● **Exercise instructions**
Print every entry below again. Nothing may differ from the original.
§
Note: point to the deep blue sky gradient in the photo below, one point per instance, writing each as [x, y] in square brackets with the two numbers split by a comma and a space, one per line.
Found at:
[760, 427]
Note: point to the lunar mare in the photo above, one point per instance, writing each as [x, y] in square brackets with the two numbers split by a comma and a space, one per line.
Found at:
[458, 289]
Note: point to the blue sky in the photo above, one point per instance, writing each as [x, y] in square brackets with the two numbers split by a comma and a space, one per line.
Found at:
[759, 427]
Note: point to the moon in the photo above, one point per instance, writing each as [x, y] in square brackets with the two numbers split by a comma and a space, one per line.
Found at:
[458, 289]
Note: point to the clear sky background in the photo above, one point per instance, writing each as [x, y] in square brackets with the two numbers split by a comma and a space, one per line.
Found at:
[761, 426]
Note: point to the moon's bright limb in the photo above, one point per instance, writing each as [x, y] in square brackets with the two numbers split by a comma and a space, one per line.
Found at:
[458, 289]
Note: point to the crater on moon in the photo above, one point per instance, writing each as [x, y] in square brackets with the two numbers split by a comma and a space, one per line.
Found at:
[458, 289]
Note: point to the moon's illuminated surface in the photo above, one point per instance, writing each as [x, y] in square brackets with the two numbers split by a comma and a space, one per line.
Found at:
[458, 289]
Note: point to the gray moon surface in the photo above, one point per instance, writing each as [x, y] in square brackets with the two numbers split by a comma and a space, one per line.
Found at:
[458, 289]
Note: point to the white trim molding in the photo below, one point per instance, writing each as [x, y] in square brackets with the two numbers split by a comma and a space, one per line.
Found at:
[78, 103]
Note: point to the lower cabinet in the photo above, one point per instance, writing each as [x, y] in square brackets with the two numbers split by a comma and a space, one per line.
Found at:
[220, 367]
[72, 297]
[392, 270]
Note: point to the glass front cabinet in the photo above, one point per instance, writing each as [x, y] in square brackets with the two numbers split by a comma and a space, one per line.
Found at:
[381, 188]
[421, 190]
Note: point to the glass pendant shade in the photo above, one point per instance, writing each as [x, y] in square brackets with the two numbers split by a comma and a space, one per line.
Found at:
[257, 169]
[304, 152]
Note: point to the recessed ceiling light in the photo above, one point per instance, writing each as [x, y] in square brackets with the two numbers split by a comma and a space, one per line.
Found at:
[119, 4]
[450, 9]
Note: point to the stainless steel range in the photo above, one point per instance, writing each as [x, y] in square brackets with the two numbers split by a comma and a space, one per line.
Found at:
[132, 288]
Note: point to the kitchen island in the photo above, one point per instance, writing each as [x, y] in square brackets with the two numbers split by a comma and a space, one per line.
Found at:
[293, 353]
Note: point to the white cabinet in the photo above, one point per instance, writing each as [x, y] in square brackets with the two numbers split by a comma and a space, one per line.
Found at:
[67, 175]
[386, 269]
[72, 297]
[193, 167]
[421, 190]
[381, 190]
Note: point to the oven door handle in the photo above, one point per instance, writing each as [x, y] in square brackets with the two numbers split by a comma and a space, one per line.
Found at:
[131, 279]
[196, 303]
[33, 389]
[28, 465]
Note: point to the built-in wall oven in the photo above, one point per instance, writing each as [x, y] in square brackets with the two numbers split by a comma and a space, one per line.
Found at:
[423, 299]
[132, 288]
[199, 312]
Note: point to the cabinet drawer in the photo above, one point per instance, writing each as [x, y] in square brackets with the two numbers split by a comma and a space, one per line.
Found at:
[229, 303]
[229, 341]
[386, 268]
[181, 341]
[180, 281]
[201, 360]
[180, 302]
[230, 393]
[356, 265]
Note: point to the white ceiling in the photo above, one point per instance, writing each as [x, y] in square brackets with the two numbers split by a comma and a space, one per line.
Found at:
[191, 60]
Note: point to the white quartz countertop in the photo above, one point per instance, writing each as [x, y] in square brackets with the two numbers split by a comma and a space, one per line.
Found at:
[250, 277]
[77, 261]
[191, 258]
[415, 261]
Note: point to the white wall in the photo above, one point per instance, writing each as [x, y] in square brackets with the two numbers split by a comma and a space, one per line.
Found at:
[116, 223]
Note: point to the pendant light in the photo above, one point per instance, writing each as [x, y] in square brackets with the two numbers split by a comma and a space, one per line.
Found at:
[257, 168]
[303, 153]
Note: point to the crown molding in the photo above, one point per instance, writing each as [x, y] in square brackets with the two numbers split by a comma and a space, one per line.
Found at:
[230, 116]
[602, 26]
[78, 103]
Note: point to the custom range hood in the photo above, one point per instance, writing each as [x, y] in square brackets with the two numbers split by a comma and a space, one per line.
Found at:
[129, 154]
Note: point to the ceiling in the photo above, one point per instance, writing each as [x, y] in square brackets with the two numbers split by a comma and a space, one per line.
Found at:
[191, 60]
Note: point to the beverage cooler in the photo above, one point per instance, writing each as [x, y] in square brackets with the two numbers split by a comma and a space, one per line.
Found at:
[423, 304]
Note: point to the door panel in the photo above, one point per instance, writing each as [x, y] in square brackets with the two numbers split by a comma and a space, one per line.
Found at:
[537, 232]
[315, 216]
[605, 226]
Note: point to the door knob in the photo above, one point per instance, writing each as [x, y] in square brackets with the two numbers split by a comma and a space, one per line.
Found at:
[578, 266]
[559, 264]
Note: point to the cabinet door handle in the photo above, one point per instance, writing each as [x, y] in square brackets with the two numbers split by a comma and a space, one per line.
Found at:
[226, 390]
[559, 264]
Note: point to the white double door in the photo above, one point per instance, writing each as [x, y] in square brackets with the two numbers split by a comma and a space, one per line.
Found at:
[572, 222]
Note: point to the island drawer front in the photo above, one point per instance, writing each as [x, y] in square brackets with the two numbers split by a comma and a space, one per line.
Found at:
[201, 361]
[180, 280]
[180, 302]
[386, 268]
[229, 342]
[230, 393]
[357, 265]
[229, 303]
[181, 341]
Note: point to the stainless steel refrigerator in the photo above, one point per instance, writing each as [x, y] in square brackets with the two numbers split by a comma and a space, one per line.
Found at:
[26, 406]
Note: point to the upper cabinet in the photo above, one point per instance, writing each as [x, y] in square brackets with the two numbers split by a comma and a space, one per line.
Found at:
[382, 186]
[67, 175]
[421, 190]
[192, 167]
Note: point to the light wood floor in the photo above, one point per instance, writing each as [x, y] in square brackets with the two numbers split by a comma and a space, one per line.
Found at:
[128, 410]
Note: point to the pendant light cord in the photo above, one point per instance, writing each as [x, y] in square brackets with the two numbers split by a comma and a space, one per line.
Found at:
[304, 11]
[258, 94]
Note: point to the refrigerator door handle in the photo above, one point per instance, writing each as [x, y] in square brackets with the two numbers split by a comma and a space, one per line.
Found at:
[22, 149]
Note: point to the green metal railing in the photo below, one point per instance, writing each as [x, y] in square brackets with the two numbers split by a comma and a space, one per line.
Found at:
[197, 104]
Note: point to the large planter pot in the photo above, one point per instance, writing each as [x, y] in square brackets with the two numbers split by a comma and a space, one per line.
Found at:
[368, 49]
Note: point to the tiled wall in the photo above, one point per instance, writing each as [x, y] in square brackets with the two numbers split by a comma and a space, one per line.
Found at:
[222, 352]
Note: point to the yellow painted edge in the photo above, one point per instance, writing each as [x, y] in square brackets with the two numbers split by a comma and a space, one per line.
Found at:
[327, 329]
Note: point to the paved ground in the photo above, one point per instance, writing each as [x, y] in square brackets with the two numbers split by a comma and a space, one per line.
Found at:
§
● **Answer box**
Note: point to the deep blue sky gradient in the photo below, one point per instance, writing each as [x, y] in square brackets with the two numbers split by a comma and a space, one per line.
Found at:
[760, 427]
Note: point to the lunar mare in the photo above, one point per instance, writing each as [x, y] in square brackets with the two numbers split by a comma and a space, one per line.
Found at:
[458, 289]
Note: point to the blue sky in the photo above, one point per instance, writing each as [x, y] in square brackets with the two numbers split by a comma and a space, one per line.
Found at:
[759, 427]
Note: point to the moon in the photo above, one point per instance, writing each as [x, y] in square brackets with the two numbers split by a comma and a space, one per line.
Found at:
[458, 289]
Note: point to the clear sky background in the photo above, one point per instance, writing each as [x, y] in square brackets with the two numbers split by a comma and a space, one per line.
Found at:
[761, 426]
Note: point to the moon's bright limb in the photo above, one point per instance, writing each as [x, y] in square brackets with the two numbers split by a comma and a space, one per line.
Found at:
[458, 289]
Note: point to the crater on moon in the photo above, one point per instance, writing each as [x, y] in square brackets with the two numbers split by a comma and a space, one per line.
Found at:
[458, 289]
Note: point to the moon's illuminated surface in the photo above, one point per instance, writing each as [x, y] in square brackets with the two numbers split by a comma and a space, one per line.
Found at:
[458, 289]
Note: point to the gray moon surface in the photo above, one point per instance, writing each as [x, y] in square brackets with the two numbers split by a comma and a space, one per line.
Found at:
[458, 289]
Note: point to the white trim molding in the photo below, one point per instance, writing each as [x, y] in square brackets with the two numbers split by a comma and a space, one per line.
Found at:
[78, 103]
Note: point to the lower cabinet in the photo above, one point per instance, writing each as [x, y] in square brackets with the two numbers split by a comma and a space, one per line.
Found at:
[220, 367]
[72, 297]
[392, 270]
Note: point to the glass front cabinet in the photo above, one point per instance, writing each as [x, y] in square brackets with the two numbers split by a comma and a space, one per line.
Found at:
[381, 188]
[421, 190]
Note: point to the glass pendant shade in the photo above, one point per instance, writing each as [x, y] in square brackets with the two numbers split by a comma and a space, one per line.
Found at:
[257, 169]
[304, 152]
Note: point to the recessed ceiling light in the photo above, one point per instance, writing each as [x, y] in square brackets with the two numbers split by a comma and a space, one per line.
Found at:
[119, 4]
[450, 9]
Note: point to the stainless steel range in the photo above, one point per instance, writing each as [x, y] in square brackets with the two numbers split by a comma and a space, one per line.
Found at:
[132, 288]
Note: point to the kitchen island in the photo above, one point per instance, writing each as [x, y] in square brackets with the two numbers split by a comma and a space, one per line.
Found at:
[293, 353]
Note: point to the white cabinet in the photo above, one point per instance, writing each as [x, y] in square brackets with the two numbers split by a comma and a space, one per line.
Found at:
[67, 175]
[386, 269]
[72, 297]
[193, 167]
[421, 190]
[381, 190]
Note: point to the oven door handle in the photo above, one point per instance, writing each as [x, y] in square brackets with the two numbers split by a comma and a space, one per line.
Found at:
[131, 279]
[196, 303]
[33, 389]
[28, 465]
Note: point to the built-in wall oven in the photo above, one point per instance, writing each as [x, y] in square brackets with the two numbers split by a comma and a space, one per line.
Found at:
[423, 299]
[132, 288]
[199, 312]
Note: point to the cabinet drawer in the photo above, one point per instance, writing each as [x, y] in square brackets with the two numbers split by a comma and a space, one per line.
Found at:
[229, 303]
[229, 341]
[386, 268]
[181, 341]
[180, 281]
[201, 360]
[180, 302]
[230, 393]
[356, 265]
Note: point to the white ceiling in the photo above, one point per instance, writing each as [x, y] in square brackets with the two numbers split by a comma and a space, one per line.
Found at:
[191, 60]
Note: point to the white quartz countertop in the photo above, one point per instance, writing each as [x, y] in square brackets with the two numbers split by a comma and a space, one per line.
Found at:
[250, 277]
[77, 261]
[191, 258]
[415, 261]
Note: point to the white wall in the photo above, one point per instance, writing each as [x, y] in square brackets with the two numbers split by a comma and a space, one per line.
Found at:
[116, 223]
Note: point to the pendant light in the photo above, one point per instance, writing each as [x, y] in square brackets with the two numbers split by a comma and a space, one per line.
Found at:
[257, 168]
[303, 153]
Note: point to the crown molding in the photo above, one point per instance, writing each as [x, y] in square brackets with the two numbers split by a comma and a space, one per line.
Found at:
[230, 116]
[602, 26]
[78, 103]
Note: point to the custom range hood in the photo above, one point per instance, writing each as [x, y] in square brackets with the two numbers split by a comma and a space, one per line.
Found at:
[129, 154]
Note: point to the ceiling in the photo above, one point per instance, writing each as [x, y] in square brackets with the two numbers split by a comma and a space, one per line.
Found at:
[191, 60]
Note: point to the beverage cooler in the photo above, one point per instance, writing each as [x, y] in square brackets with the two numbers split by a comma and a space, one per line.
Found at:
[423, 304]
Note: point to the door panel in the photo above, one point per instance, writing each as [x, y] in square brackets with the two numbers split by a comma and a space, one per line.
Found at:
[537, 232]
[315, 216]
[605, 226]
Note: point to the door knob in the photo above, one point per instance, writing each as [x, y] in square brackets with the two numbers split by a comma and a space, one per line.
Found at:
[578, 266]
[559, 264]
Note: point to the cabinet door handle in the photo above, one point per instance, writing each as [x, y] in square brackets with the two numbers split by a comma and a space, one per line.
Found at:
[226, 390]
[559, 264]
Note: point to the white double door in the photo above, one point per instance, writing each as [x, y] in square brackets with the two numbers split by a comma and a space, one per line.
Found at:
[572, 222]
Note: point to the island drawer front in the photo above, one point per instance, writing each as [x, y] in square brackets with the two numbers split by a comma and a space, one per line.
Found at:
[201, 361]
[180, 280]
[180, 302]
[386, 268]
[229, 342]
[230, 393]
[357, 265]
[229, 303]
[181, 341]
Note: point to the stainless steel refrigerator in the photo above, one point per instance, writing each as [x, y] in square brackets with the two numbers split by a comma and a space, one per line.
Found at:
[26, 406]
Note: point to the upper cabinet in the photo above, one point per instance, writing each as [x, y] in square brackets with the two numbers split by a comma and a space, one per line.
Found at:
[382, 186]
[67, 175]
[421, 190]
[192, 167]
Note: point to the light wood floor in the photo above, one point per instance, writing each as [x, y] in square brackets with the two numbers split by a comma and a space, one per line.
Found at:
[128, 410]
Note: point to the pendant light cord in the photo above, one point per instance, writing each as [x, y] in square brackets with the two numbers split by a comma and a space, one per line.
Found at:
[304, 11]
[258, 94]
Note: point to the refrigerator door handle in the photo above, one point per instance, writing each as [x, y] in square brackets with the two numbers split by a comma and a space, one per line.
Found at:
[22, 149]
Note: point to the green metal railing in the photo below, one point per instance, writing each as [x, y] in square brackets with the two numbers split by a comma and a space, one per line.
Found at:
[197, 104]
Note: point to the large planter pot in the photo above, one point per instance, writing each as [x, y] in square brackets with the two numbers split by a comma and a space, one per line.
Found at:
[368, 49]
Note: point to the tiled wall in the photo above, one point per instance, writing each as [x, y] in square brackets with the two numbers split by a comma and a space, one per line.
Found at:
[222, 352]
Note: point to the yellow painted edge in the photo above, one point per instance, writing each as [x, y] in square brackets with the two numbers split by a comma and a space, one per line.
Found at:
[327, 329]
Note: point to the paved ground in the photo above, one point per instance, writing each as [x, y] in square brackets with the two numbers split by a comma and a space, one per line.
Found at:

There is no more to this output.